• [What the exercise asks]:
Beginning with the line where "[tag] sack stacked" appears, restate the lines word for word through the last one in the listing.

• [Provided data]:
------------------------------------------------------------------------
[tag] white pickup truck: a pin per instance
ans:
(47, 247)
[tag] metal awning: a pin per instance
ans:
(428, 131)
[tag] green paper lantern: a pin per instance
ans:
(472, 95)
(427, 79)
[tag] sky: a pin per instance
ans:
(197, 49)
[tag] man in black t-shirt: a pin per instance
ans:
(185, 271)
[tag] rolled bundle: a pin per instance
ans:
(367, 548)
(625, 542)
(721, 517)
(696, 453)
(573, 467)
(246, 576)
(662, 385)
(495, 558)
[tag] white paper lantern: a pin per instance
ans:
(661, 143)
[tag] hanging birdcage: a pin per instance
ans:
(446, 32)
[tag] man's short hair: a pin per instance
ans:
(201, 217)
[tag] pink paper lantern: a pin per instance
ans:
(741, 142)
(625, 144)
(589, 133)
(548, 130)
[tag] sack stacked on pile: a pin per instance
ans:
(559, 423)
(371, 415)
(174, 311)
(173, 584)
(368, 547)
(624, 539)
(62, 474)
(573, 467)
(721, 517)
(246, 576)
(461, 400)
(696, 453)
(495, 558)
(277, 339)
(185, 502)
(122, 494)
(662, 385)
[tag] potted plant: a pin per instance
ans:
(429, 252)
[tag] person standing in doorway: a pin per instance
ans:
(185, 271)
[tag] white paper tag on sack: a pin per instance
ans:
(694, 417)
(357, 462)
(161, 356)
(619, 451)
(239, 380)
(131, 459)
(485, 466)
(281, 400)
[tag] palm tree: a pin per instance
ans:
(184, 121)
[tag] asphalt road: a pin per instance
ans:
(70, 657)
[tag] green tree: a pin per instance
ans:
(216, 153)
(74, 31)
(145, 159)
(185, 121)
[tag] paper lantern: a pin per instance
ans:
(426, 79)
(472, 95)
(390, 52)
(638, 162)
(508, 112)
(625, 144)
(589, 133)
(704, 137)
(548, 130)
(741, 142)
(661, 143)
------------------------------------------------------------------------
• [Correct result]:
[tag] sack stacked on pile: a pin per instance
ans:
(559, 423)
(371, 415)
(174, 311)
(173, 584)
(368, 547)
(624, 539)
(62, 474)
(573, 467)
(721, 517)
(246, 576)
(461, 400)
(696, 453)
(495, 558)
(277, 339)
(185, 502)
(122, 494)
(662, 385)
[tag] potted plant: a pin per instance
ans:
(429, 252)
[tag] person standing in doorway: a pin per instance
ans:
(185, 271)
[tag] white paper tag on sack: a pin per instance
ans:
(694, 417)
(357, 462)
(161, 356)
(619, 451)
(239, 380)
(131, 459)
(485, 466)
(281, 400)
[tag] palm tree: a pin per instance
ans:
(184, 121)
[tag] asphalt road: a pin per instance
ans:
(70, 657)
[tag] green tree: a pin per instance
ans:
(216, 153)
(74, 31)
(145, 159)
(185, 121)
[tag] paper lantern: a pin per instance
ans:
(426, 79)
(472, 95)
(390, 52)
(638, 162)
(508, 112)
(625, 144)
(589, 133)
(704, 137)
(548, 130)
(741, 142)
(661, 143)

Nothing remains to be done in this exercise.